_TEXT SHOWN_:
Deep Learning

Lecture: Generative adversarial networks (optional)

Prof. Gilles Louppe
g.louppe@uliege.be

.center.width-55[]

.center.italic["Generative adversarial networks is the coolest idea
in deep learning in the last 20 years."]

Today

Learn a model of the data.

Generative adversarial networks
Numerics of GANs
State of the art
Applications

Generative adversarial networks

.center.width-45[]

A two-player game

In generative adversarial networks (GANs), the task of learning a generative model is expressed as a two-player zero-sum game between two networks.

.center.width-100[]

The first network is a generator $g(\cdot;\theta) : \mathcal{Z} \to \mathcal{X}$, mapping a latent space equipped with a prior distribution $p(\mathbf{z})$ to the data space, thereby inducing a distribution $$\mathbf{x} \sim q(\mathbf{x};\theta) \Leftrightarrow \mathbf{z} \sim p(\mathbf{z}), \mathbf{x} = g(\mathbf{z};\theta).$$

The second network $d(\cdot; \phi) : \mathcal{X} \to [0,1]$ is a classifier trained to distinguish between true samples $\mathbf{x} \sim p(\mathbf{x})$ and generated samples $\mathbf{x} \sim q(\mathbf{x};\theta)$.

For a fixed generator $g$, the classifier $d$ can be trained by generating a two-class training set $$\mathbf{d} = \{ (\mathbf{x}_1, y=1), ..., (\mathbf{x}_N, y=1), (g(\mathbf{z}_1; \theta), y=0), ..., (g(\mathbf{z}_N; \theta), y=0) \},$$ where $\mathbf{x}_i \sim p(\mathbf{x})$ and $\mathbf{z}_i \sim p(\mathbf{z})$, and minimizing the cross-entropy loss $$\begin{aligned} \mathcal{L}(\phi) &= -\frac{1}{2N} \sum_{i=1}^N \left[ \log d(\mathbf{x}_i; \phi) + \log\left(1 - d(g(\mathbf{z}_i;\theta); \phi)\right) \right] \\ &\approx -\mathbb{E}_{\mathbf{x} \sim p(\mathbf{x})}\left[ \log d(\mathbf{x};\phi) \right] - \mathbb{E}_{\mathbf{z} \sim p(\mathbf{z})}\left[ \log (1-d(g(\mathbf{z};\theta);\phi)) \right]. \end{aligned}$$

However, the situation is slightly more complicated since we also want to train $g$ to fool the discriminator. Fortunately, this is equivalent to maximizing $d$'s loss.

_SUPPLIED MATERIAL_:

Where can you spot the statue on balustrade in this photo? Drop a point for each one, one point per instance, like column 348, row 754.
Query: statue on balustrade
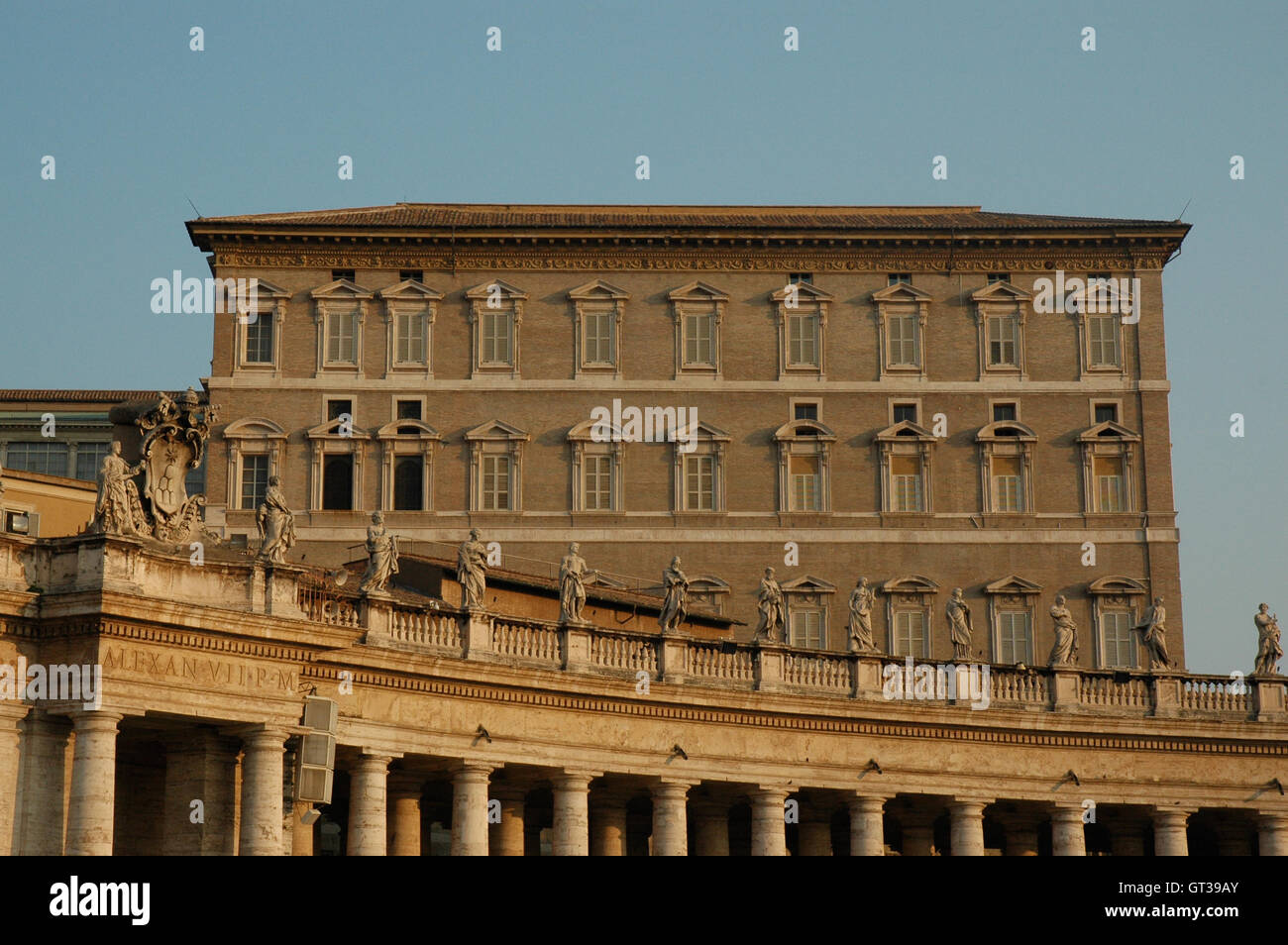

_INSTRUCTIONS_:
(1) Answer these questions about the GAN lecture, one line each:
(a) Who is listed as giving the lecture?
(b) What kind of game is used to express the task of learning a generative model?
(c) Which loss is minimized to train the classifier d for a fixed generator?
(2) Summarize the GAN lecture in two sentences.
(3) Pick up the GAN lecture after its final sentence and keep writing.
The material has no connection to the GAN lecture.

_TASK-BY-TASK OUTPUTS_:
(1)
(a) Prof. Gilles Louppe.
(b) A two-player zero-sum game between two networks.
(c) The cross-entropy loss.

(2) The GAN lecture frames learning a generative model as a two-player zero-sum game between a generator, which maps a latent space with a prior distribution to the data space, and a classifier trained to distinguish true samples from generated ones. For a fixed generator, the classifier is trained by minimizing a cross-entropy loss on a two-class training set, and the generator is trained to fool the discriminator, which is equivalent to maximizing the discriminator's loss.

(3)
Let us consider the value function $$V(\phi, \theta) = \mathbb{E}_{\mathbf{x} \sim p(\mathbf{x})}\left[ \log d(\mathbf{x};\phi) \right] + \mathbb{E}_{\mathbf{z} \sim p(\mathbf{z})}\left[ \log (1-d(g(\mathbf{z};\theta);\phi)) \right].$$

For a fixed $g$, $V(\phi, \theta)$ is high if $d$ is good at recognizing true from generated samples.
If $d$ is the best classifier given $g$, and if $V$ is high, then this implies that the generator is bad at reproducing the data distribution.
Conversely, $g$ will be a good generative model if $V$ is low when $d$ is a perfect opponent.

Therefore, the ultimate goal is $$\theta^* = \arg \min_\theta \max_\phi V(\phi, \theta).$$

Learning process

In practice, the minimax solution is approximated using alternating stochastic gradient descent: $$ \begin{aligned} \theta &\leftarrow \theta - \gamma \nabla_\theta V(\phi, \theta) \\ \phi &\leftarrow \phi + \gamma \nabla_\phi V(\phi, \theta), \end{aligned} $$ where gradients are estimated with Monte Carlo integration.

???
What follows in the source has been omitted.